**Alınan Metin**

◆ ◆ ◆ ◆ ◆

Zina Nedir ve Sonuçları Nelerdir?
Makale Başlıkları
Zina Nedir ve Sonuçları Nelerdir?
Zina, evli bir bireyin eşinden başka biriyle cinsel ilişkiye girmesi olarak tanımlanır. Bu durum, hem dini hem de sosyal normlara göre yasaklanmış ve kınanmış bir eylem olarak kabul edilir.
Zina, aile yapısının temel taşlarından biri olan sadakat ilkesini ihlal eder ve evlilik kurumunun güvenilirliğini sarsar.
Tarih boyunca çeşitli kültürlerde ve toplumlarda zina, ağır cezalara tabi tutulmuş ve ciddi toplumsal sonuçlara yol açmıştır.
Zina Ne Demektir?
Zina kanunumuzda düzenlenmemiştir. Kanunumuzda düzenlenmese bile zina doktrin ve Yargıtay içtihatlarına göre evli birinin eşinden başka bir kişiyle cinsel ilişkide bulunmasıdır.
Buna göre zina;
Evli birinin eşinden başka bir kimseyle cinsel ilişkide bulunması ya da
Buna cinsel ilişkiye teşebbüs etmesi durumuna denir.
Dolayısıyla bir duruma zina diyebilmemiz için şart olan şey cinsel ilişkidir. Zinanın varlığı için evli olan eşin kasıtlı bir şekilde hareket etmiş olması gerekir. Kusurlu olması da gerekir. Tam cinsel ilişki tamamlanmamış olsa bile yine zinanın varlığı kabul edilir.
Zina Sayılan Eylemler Nelerdir?
Eşin yalnızken eve başkasını alması: Yargıtay vermiş olduğu bir kararda eşlerden birinin ortak konutta yalnızken bu ortak konuta karşı cinsten birini alması zinanın varlığına delalet olarak kabul etmiştir.
Yargıtay vermiş olduğu başka bir kararda da yabancı bir kişinin ortak konutta yarı çıplak vaziyette gizlenirken bulunmasını zina kabul etmiştir.
Yargıtayın farklı kararlarında da belirttiği üzere zina yaptığı iddia edilen kişilerin yatakta beraber fotoğraf çekinmeleri, bu kişilerin otelde beraber kalmaları da zina olarak kabul edilmektedir.
Eşlerden biri gece vakti sürekli olarak biriyle mesajlaşıyor veya görüşüyorsa yine zinanın varlığı kabul edilmektedir.
Bir kişinin aslında eşi olmayıp onu sosyal ortamlarda eşi gibi tanıtması halinde de zinanın varlığına delil olarak kabul edilmiştir.

◆ ◆ ◆ ◆ ◆

**Sağlanan Materyal**
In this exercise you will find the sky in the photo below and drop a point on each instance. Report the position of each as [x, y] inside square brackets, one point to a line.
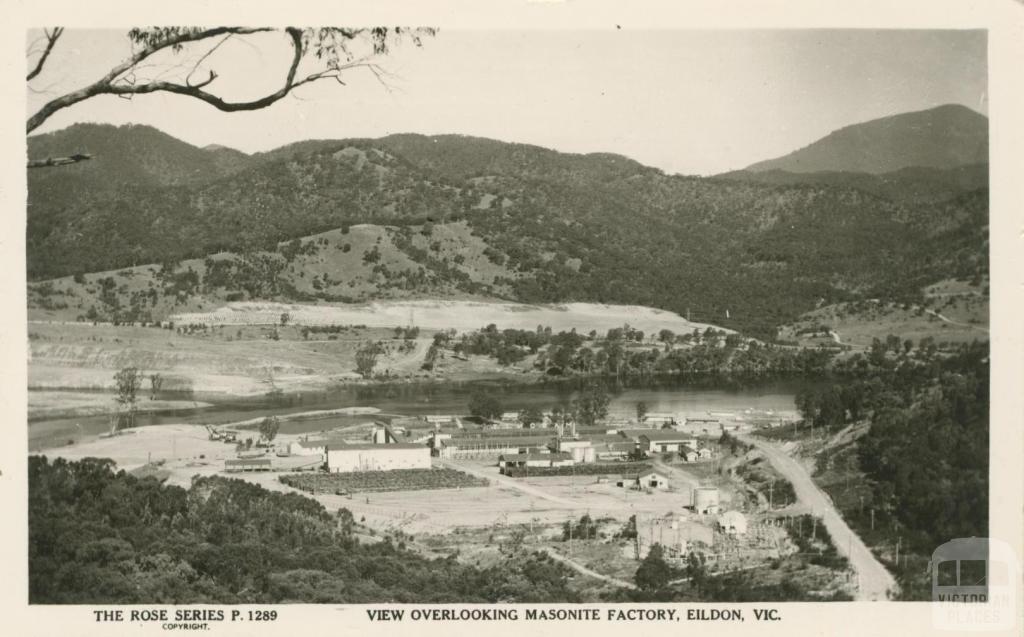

◆ ◆ ◆ ◆ ◆

**Görev Listesi**
**1)** Zina hakkındaki metinde "Zina Sayılan Eylemler Nelerdir?" başlığı altında sayılan eylemlerin hepsi hangileridir?
**2)** Zina hakkındaki metinde "Zina kanunumuzda düzenlenmemiştir." sözcüklerini içeren yerle başlayıp "Sayılan Eylemler Nelerdir?" ile biten bölümü kelimesi kelimesine aktarır mısın?
**3)** Zina hakkındaki metnin, son cümlesinden sonra gelecek devamını yazar mısın?
Bu materyal başka bir kaynaktan alınmıştır.

**Görev Yanıtları**
**1)**
- Eşlerden birinin ortak konutta yalnızken bu konuta karşı cinsten birini alması
- Yabancı bir kişinin ortak konutta yarı çıplak vaziyette gizlenirken bulunması
- Zina yaptığı iddia edilen kişilerin yatakta beraber fotoğraf çekinmeleri
- Bu kişilerin otelde beraber kalmaları
- Eşlerden birinin gece vakti sürekli olarak biriyle mesajlaşması veya görüşmesi
- Bir kişinin eşi olmayan birini sosyal ortamlarda eşi gibi tanıtması

**2)**
Zina kanunumuzda düzenlenmemiştir. Kanunumuzda düzenlenmese bile zina doktrin ve Yargıtay içtihatlarına göre evli birinin eşinden başka bir kişiyle cinsel ilişkide bulunmasıdır.
Buna göre zina;
Evli birinin eşinden başka bir kimseyle cinsel ilişkide bulunması ya da
Buna cinsel ilişkiye teşebbüs etmesi durumuna denir.
Dolayısıyla bir duruma zina diyebilmemiz için şart olan şey cinsel ilişkidir. Zinanın varlığı için evli olan eşin kasıtlı bir şekilde hareket etmiş olması gerekir. Kusurlu olması da gerekir. Tam cinsel ilişki tamamlanmamış olsa bile yine zinanın varlığı kabul edilir.
Zina Sayılan Eylemler Nelerdir?

**3)**
Zinanın ispatı için Yargıtay’a göre mutlaka kişilerin cinsel ilişkiye girdiklerinin kanıtlanması şart değildir. Bu durumun muhtemel görünmesi bile zinanın varlığının kabulü için yeterlidir.
Zina Sayılmayan Eylemler Nelerdir?
Eşcinsel ilişki: Zina dediğimiz eylem evli birinin eşi olamayan karşı cinsten biriyle cinsel ilişkiye girmesi diye tanımlandığından dolayı aynı cins olan kişilerin birbirleriyle cinsel ilişkiye girmeleri zina sayılmayacaktır.
Rıza Dışı İlişki: Kişiye şiddet uygulayarak, ona isteği dışında uyuşturucu ve uyarıcı madde vererek ya da onu bayıltarak onunla cinsel ilişkiye girilmesi hali zina eylemini oluşturmayacaktır.
Yine tecavüze uğrayan eşin de zina eylemi yaptığından bahsedilemeyecektir.
Eğer kişi malvarlığına yönelik yapılan tehdit altında cinsel ilişkiye girmişse bu durumda kusurun varlığından bahsedilmektedir.
İş Arkadaşının Arabasına Binmek: Yargıtay eşlerden birinin işyerinde çalışan veya mesai arkadaşının arabasına binmeyi zina eylemi olarak kabul etmemektedir.
Zina Nedeniyle Boşanma Davasının Şartları Nelerdir?
Zina eylemi Türk Medeni Kanunumuzun 161. Maddesinde düzenlenmiştir. Zina mutlak ve kusura dayalı bir boşanma sebebidir. Yani bu eylem gerçekleştiği takdirde hâkim takdir yetkisini kullanamaz. Evlilik birliğinin çekilmez bir hal aldığı kabul edilerek hâkim tarafları boşayacaktır.
TMK m.161’e göre eşlerden biri zina eylemini gerçekleştirirse diğer eş boşanma davası açabilir. Boşanma davası açmaya hakkı olan eş boşanma sebebinin öğrenmesinden başlayarak altı ay ve her halde zina eyleminin üzerinden beş yıl geçmekle dava hakkı düşer.
Aldatma sebebiyle boşanma davası açılabilmesi için öncelikler eşler arasında geçerli bir evlilik olmalıdır. Aldatan eş, kusurlu olarak, karşı cinsten biriyle cinsel birliktelik yaşamalıdır.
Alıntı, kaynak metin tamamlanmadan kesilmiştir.